**Short task A**.
Collect every line of the records that contains the word "flower", copying each one unchanged.

**Reading passage**.
Paul Bunyan and Settler Nostalgia in the Northwoods

Two people stand in front of a giant statue of Paul Bunyan and Babe the Ox.

Across the Northwoods, a geography that spans the U.S.–Canada border, stories are used to make and claim space. They are tools of placemaking. Throughout northern Minnesota, legends of Paul Bunyan, the fictional giant lumberjack, have been used to claim space. These tales assert Paul Bunyan as an oversized lumberjack who, with his trusty companion Babe the Blue Ox, altered the landscape through his heft and ax alike. Though we focus on the Northwoods, the fabled Paul Bunyan has been credited with creating Minnesota’s 10,000 lakes, the Mississippi River, and the Grand Canyon while simultaneously logging millions of acres of forests. From numerous roadside statues to Paul Bunyan Land, to the Paul Bunyan Historical Museum, to the Paul Bunyan Water Park, to the Paul Bunyan State Trail, he is everywhere. His overwhelming presence and visibility expose the ways settler nostalgia informs public memory, past and present.

**Material provided**.
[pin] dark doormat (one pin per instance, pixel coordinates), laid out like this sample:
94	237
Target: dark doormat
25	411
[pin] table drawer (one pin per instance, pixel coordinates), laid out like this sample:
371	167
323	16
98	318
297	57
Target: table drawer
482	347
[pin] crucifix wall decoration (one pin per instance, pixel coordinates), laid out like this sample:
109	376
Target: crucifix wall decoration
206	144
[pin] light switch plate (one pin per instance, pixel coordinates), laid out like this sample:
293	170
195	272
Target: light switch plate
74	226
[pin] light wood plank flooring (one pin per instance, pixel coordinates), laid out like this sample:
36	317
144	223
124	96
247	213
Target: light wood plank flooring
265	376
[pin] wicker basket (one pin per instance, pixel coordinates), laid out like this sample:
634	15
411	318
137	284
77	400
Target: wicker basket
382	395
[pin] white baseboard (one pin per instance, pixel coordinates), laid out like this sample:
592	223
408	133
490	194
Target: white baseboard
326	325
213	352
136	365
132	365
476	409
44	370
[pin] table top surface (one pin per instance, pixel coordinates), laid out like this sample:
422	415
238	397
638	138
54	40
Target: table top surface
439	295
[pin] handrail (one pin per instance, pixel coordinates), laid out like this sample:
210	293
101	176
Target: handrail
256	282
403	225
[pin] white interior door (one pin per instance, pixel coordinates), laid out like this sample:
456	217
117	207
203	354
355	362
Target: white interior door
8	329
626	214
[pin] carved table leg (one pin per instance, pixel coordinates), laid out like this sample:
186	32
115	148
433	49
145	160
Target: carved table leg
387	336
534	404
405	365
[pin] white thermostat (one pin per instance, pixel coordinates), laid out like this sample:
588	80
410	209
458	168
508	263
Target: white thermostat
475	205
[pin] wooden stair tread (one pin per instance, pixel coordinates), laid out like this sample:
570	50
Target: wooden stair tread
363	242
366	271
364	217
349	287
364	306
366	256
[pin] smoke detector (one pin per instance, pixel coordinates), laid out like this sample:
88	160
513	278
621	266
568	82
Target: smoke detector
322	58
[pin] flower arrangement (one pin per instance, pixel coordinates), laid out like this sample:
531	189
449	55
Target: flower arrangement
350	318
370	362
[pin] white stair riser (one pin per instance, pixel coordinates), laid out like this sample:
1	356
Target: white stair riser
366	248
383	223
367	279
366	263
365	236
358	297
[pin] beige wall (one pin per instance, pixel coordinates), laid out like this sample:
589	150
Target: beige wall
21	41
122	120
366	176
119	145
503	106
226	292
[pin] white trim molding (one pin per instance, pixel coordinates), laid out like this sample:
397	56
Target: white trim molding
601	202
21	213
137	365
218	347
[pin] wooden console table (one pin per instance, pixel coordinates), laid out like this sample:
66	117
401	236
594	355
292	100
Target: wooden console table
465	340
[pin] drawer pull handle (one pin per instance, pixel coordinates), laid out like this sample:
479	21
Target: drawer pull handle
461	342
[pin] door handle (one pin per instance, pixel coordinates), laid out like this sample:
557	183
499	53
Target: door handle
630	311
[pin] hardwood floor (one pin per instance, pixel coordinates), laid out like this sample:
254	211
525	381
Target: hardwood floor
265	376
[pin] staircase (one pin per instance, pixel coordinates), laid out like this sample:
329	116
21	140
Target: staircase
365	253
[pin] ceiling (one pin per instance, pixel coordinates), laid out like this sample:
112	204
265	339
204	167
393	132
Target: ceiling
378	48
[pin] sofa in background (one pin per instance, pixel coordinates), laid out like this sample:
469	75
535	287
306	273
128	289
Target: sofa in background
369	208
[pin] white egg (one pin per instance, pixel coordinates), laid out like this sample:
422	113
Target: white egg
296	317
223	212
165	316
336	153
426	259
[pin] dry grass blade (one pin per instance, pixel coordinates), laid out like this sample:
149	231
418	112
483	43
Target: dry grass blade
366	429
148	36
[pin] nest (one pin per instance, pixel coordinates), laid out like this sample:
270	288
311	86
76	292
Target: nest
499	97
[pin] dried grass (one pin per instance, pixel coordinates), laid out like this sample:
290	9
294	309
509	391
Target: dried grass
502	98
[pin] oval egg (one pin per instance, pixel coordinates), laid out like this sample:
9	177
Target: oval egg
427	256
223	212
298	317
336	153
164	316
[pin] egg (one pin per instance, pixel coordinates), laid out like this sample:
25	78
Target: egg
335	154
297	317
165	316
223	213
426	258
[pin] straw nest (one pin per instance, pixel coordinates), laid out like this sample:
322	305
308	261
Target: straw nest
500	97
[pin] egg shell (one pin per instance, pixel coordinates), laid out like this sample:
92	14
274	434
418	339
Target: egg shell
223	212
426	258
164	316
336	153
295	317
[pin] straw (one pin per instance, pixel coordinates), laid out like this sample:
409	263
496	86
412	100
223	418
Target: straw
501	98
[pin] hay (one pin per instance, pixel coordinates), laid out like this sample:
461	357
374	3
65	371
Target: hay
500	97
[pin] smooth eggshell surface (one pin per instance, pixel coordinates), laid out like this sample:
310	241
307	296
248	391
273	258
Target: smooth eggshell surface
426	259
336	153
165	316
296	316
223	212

**Short task B**.
Carry the passage on Paul Bunyan and settler nostalgia in the Northwoods further, starting right after its final sentence.

**Final answer A**.
[pin] flower arrangement (one pin per instance, pixel coordinates), laid out like this sample:
Target: flower arrangement

**Final answer B**.
Paul Bunyan’s mythical connections to place(s), as seen in these settler colonial contexts across the U.S., are outgrowths of German settler nostalgia. He acts as a cultural connector, linking a celebrated history of logging across the Northwoods to the spread of German forestry. Through this lens, we consider the ways Paul Bunyan stories establish settler belonging across Indigenous homelands while simultaneously contributing to Indigenous dispossession. As a white male logger, Paul Bunyan’s literal and figurative imaginings advance American Indian erasure narratives, leading to the invisibility of these same communities today. At the same time, Paul Bunyan narratives underscore the tensions of Indigenous claims to place and settler placemaking. Together, we juxtapose the history of two forests—the Paul Bunyan State Forest and the Chippewa National Forest—to reveal how German settlement, logging, and forestry have contributed to placemaking narratives, and how settler nostalgia links past and present. 

A large sign advertises "Paul Bunyan's Cook Shanty" with a large put out of Bunyan and his ox next to it.
Paul Bunyan’s name and image are everywhere in the Northwoods. Photo by Amy Meredith, 2015.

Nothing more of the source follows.